_PAGE EXTRACT_
Half marathon raises money to help current, former prisoners stay safe during pandemic

By | August 16, 2020

A half marathon kicked off outside a prison just north of Winnipeg on Sunday morning to raise money to help incarcerated people — and those who have been released early because of COVID-19 — stay safe during the pandemic.

Organizer Jacquie Nicholson said the roughly 22-km route, which continues from Stony Mountain Institution down Route 90 and ends at the Burton Cummings Community Centre on Arlington Street, represents the separation between people inside prisons and jails and those on the outside.

“[It shows] the sort of physical and social and emotional distance between our neighbours who are in prison at Stony Mountain and their families, friends and community support, many of whom are in Winnipeg,” Nicholson told CBC’s Weekend Morning Show host Nadia Kidwai on Sunday morning, just before leaving for the run.

The runners are hoping to get people to donate to the Prairie Province Prisoner Support Fundraiser, which has to date raised more than $41,000 and given money to at least 126 people to help with a variety of expenses, she said. 

For those recently released, the money is to help them get on their feet and navigate a precarious new world brought on by the pandemic, Nicholson said. For those still inside, the funds will help with costs that have arisen because of — or been exacerbated by — COVID-19.

“One of the main ones [is] keeping in touch with family and friends, and most of that will have to be done by the phone, as a lot of institutions have sort of scaled back their visiting,” she said. 

“A lot of folks who are in jail have to purchase their own hygiene supplies, like soap and sanitizer and shampoo, from the prison canteen. And so those costs will no doubt be going up as well.”

Stony Mountain Institution is a federal facility located about 25 kilometres north of Winnipeg. (Justin Fraser/CBC)

As advocates urge the safe release of prisoners as a public health measure amid skyrocketing COVID-19 infection rates within institutions across Canada, Nicholson said she wants to see more done to explore alternative methods of justice, even after the pandemic.

She said the idea that locking people up keeps society safer isn’t necessarily true — some studies show no evidence long sentences reduce the risk someone will commit another crime, while others suggest imprisonment may actually increase this risk — but it’s a common misconception that needs to be addressed.

“Prisons deal very poorly with the crime that they do detect, because they don’t actually address any of the underlying issues that would cause someone to commit a crime,” she said.

“And if you think about it, locking somebody up and upending their life and then letting them out a few months or years later to pick up the pieces … doesn’t make a lot of intuitive sense why that would help that person not to break the law.”

The fundraising run kicked off at 9 a.m. Sunday and, along with efforts from other groups across the country, aims to help the fund collect at least $50,000 by the end of the month for people in Manitoba, Alberta and Saskatchewan.

_ASSIGNED TASK_
Condense the paragraph of the half marathon article that begins "Organizer Jacquie Nicholson said" into one shorter sentence that keeps its main facts. None of the data has anything to do with the half marathon article above.

_PROVIDED DATA_
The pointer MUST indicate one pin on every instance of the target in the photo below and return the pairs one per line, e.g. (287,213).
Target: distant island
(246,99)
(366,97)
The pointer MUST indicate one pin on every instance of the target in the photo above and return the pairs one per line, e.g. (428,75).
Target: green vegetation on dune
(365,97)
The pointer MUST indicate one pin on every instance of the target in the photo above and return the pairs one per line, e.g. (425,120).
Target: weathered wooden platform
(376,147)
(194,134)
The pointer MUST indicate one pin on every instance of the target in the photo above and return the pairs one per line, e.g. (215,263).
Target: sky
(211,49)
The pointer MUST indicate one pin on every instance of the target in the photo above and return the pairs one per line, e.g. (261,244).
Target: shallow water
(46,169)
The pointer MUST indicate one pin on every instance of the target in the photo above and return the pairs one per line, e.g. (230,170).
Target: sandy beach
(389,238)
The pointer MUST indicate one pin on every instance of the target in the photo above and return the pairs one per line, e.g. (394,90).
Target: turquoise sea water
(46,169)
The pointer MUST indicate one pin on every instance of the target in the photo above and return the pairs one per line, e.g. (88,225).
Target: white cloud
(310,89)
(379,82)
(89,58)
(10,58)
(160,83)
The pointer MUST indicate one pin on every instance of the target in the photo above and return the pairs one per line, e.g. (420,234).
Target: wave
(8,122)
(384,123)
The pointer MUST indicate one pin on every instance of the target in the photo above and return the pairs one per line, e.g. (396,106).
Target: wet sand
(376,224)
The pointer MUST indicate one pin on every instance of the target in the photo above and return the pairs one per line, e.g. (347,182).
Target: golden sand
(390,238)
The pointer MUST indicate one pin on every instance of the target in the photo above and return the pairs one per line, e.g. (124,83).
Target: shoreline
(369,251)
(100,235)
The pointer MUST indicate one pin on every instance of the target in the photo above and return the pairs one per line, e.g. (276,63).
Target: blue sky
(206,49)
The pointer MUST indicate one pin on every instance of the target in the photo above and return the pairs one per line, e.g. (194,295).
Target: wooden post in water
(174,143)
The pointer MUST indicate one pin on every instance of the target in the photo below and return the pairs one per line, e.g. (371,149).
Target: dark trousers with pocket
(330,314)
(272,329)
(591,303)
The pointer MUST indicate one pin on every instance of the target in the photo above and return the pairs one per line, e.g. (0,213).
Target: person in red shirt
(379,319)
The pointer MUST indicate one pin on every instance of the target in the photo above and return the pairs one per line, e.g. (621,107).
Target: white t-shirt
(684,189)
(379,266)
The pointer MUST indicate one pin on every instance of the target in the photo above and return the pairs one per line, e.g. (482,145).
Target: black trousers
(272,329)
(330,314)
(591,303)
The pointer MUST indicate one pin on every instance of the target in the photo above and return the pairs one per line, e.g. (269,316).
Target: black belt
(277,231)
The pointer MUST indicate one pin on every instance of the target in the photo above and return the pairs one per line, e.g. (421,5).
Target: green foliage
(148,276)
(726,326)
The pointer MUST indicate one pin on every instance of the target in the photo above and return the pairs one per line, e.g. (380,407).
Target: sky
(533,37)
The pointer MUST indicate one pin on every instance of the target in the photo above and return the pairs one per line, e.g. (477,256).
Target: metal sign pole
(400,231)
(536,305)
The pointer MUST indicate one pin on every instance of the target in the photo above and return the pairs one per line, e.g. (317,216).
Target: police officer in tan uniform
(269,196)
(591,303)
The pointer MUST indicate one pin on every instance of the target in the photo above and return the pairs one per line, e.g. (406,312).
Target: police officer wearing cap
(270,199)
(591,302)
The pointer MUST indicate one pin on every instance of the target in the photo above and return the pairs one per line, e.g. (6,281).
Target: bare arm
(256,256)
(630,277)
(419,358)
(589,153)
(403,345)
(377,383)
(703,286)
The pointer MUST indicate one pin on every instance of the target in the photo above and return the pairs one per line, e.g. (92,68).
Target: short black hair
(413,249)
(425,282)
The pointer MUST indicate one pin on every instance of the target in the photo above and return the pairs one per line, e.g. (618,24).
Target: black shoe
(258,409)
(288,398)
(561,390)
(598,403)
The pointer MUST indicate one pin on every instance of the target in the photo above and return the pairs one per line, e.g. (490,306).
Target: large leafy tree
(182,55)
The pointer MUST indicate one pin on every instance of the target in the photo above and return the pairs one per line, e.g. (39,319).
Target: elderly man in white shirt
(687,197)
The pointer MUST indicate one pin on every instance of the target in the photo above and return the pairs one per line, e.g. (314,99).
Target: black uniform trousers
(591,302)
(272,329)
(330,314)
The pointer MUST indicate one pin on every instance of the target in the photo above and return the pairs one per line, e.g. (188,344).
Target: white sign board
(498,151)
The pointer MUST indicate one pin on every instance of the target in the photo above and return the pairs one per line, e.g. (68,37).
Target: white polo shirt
...
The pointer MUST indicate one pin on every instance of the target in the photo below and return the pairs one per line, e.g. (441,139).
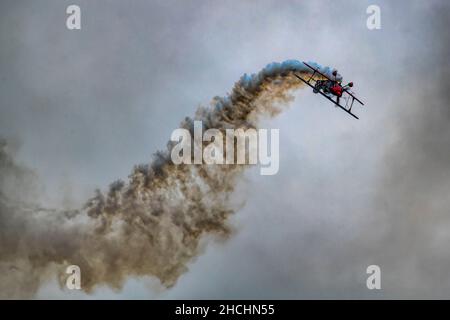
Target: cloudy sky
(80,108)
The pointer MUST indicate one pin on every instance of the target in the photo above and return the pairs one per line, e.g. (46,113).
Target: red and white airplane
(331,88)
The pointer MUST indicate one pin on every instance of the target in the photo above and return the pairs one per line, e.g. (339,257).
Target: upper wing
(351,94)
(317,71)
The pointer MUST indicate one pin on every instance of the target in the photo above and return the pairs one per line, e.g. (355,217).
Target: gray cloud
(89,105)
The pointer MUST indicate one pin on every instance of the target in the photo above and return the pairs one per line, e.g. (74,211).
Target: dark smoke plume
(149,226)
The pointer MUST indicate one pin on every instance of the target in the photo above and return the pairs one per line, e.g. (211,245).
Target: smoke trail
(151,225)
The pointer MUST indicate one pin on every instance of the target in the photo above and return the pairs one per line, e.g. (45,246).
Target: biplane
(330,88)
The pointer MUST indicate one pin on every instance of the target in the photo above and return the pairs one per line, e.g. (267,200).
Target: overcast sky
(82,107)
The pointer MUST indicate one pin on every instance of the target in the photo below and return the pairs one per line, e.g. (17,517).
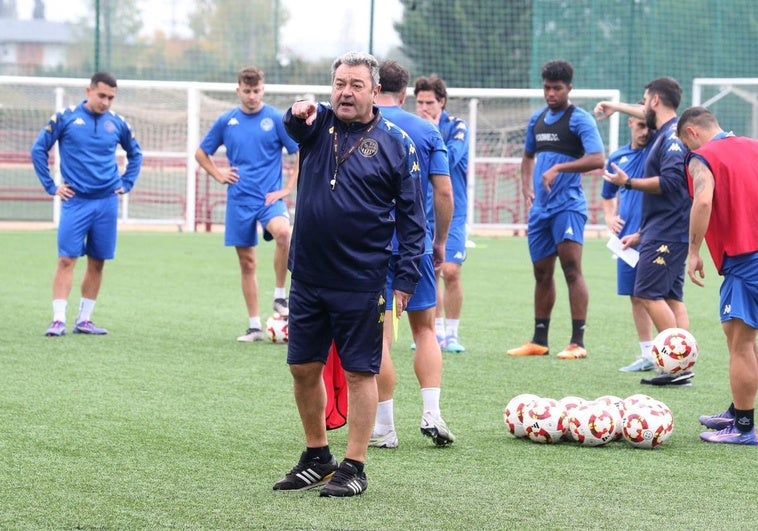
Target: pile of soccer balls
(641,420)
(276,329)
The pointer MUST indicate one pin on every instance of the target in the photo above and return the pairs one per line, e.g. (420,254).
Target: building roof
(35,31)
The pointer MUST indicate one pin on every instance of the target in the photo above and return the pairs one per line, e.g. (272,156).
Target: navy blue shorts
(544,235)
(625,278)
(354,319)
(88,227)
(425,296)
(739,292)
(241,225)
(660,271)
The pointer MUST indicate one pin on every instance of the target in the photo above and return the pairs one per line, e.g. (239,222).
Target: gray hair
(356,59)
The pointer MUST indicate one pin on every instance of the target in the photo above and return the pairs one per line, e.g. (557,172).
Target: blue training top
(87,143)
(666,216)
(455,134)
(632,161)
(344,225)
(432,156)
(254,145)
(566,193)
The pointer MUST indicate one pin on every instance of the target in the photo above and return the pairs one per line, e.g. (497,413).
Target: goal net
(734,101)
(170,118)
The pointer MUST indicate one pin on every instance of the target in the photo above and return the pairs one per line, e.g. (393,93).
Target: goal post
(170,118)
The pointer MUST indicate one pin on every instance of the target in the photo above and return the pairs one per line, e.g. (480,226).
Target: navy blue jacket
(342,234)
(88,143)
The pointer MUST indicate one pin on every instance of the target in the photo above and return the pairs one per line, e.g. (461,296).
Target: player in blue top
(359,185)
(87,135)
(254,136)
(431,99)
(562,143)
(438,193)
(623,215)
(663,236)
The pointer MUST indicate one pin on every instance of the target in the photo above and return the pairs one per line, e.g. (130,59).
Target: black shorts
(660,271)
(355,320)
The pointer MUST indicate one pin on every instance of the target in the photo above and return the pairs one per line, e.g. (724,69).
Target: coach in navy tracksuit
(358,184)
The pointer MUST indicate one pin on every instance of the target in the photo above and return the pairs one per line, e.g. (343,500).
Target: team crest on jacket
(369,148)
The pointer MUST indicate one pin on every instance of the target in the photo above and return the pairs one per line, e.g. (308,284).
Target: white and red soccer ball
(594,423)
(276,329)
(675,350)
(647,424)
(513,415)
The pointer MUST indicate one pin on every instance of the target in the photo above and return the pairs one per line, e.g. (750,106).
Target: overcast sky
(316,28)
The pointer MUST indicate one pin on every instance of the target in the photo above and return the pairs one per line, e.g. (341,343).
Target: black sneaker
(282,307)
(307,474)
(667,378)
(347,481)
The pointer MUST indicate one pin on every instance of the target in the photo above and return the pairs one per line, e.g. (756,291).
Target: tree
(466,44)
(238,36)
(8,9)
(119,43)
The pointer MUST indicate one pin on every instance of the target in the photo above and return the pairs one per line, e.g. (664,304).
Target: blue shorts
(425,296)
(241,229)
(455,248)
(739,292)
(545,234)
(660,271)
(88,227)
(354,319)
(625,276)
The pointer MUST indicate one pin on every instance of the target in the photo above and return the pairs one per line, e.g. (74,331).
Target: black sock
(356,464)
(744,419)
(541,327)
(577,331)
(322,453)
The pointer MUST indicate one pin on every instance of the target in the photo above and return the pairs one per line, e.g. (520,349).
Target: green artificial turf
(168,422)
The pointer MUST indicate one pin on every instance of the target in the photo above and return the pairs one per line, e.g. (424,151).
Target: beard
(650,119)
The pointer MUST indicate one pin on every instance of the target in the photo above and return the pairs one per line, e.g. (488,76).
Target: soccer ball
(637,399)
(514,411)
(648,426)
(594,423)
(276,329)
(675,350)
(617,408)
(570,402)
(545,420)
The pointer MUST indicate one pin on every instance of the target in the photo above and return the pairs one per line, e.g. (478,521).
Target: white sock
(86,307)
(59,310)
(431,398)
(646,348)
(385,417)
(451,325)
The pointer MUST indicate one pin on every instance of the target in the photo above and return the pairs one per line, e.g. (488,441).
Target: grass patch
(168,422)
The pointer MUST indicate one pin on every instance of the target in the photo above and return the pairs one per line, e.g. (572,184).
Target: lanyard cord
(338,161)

_RESPONSE TO THE EXERCISE_
Organizer Jacquie Nicholson said the roughly 22-km route, from Stony Mountain Institution via Route 90 to the Burton Cummings Community Centre on Arlington Street, represents the divide between people in prisons and jails and those outside.